┌─ Supplied text

As director of public policy for the Defenders of Property Rights, a non-profit legal group based in Washington, D.C., Harrison had heard of many outrageous schemes that would impact the rights of property owners, but what Smith – a business owner and member of DPR – was telling him went far beyond anything he’d heard of to date.
“Quite frankly, I thought he had been taking drugs,” Harrison recalled. “But what he was saying and showing me made my hair stand on end.”
It was a document Smith claimed was a mechanism for the federalization of land use in the United States, something many states and many Americans have opposed for years.
Titled “Growing Smart Legislative Guidebook,” the 2,000-page document is the product of Growing Smart, a seven-year project of the American Planning Association, a non-profit organization of professional land use planners and persons connected to the planning community through a shared interest in the subject. The Guidebook is essentially a collection of model enabling statutes (with commentary) that state legislatures would adopt to authorize planning, land development controls, regulations, procedural processes; everything states and local governments might need for – in the authors’ words – “planning and the management of change.” The statutes would be new requirements placed on state agencies and local governments to make often-significant changes in their ordinances and policies.
Several chapters have been released, and are already being used and under consideration by some states. Phase III, the finalized version, that includes some important chapters, has not been released, but is on the APA website.

└─

• _Tasks to perform_:
**A.** Reproduce word for word the portion of the Growing Smart passage that begins with the words containing "Several chapters have" and ends with "the APA website.".
**B.** According to the Growing Smart passage, which organization's project produced the Guidebook?

┌─ Recorded data

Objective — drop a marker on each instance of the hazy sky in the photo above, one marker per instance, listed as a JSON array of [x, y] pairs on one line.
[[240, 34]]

└─

• _Solutions to the exercise_:
**A.**
Several chapters have been released, and are already being used and under consideration by some states. Phase III, the finalized version, that includes some important chapters, has not been released, but is on the APA website.

**B.** The American Planning Association.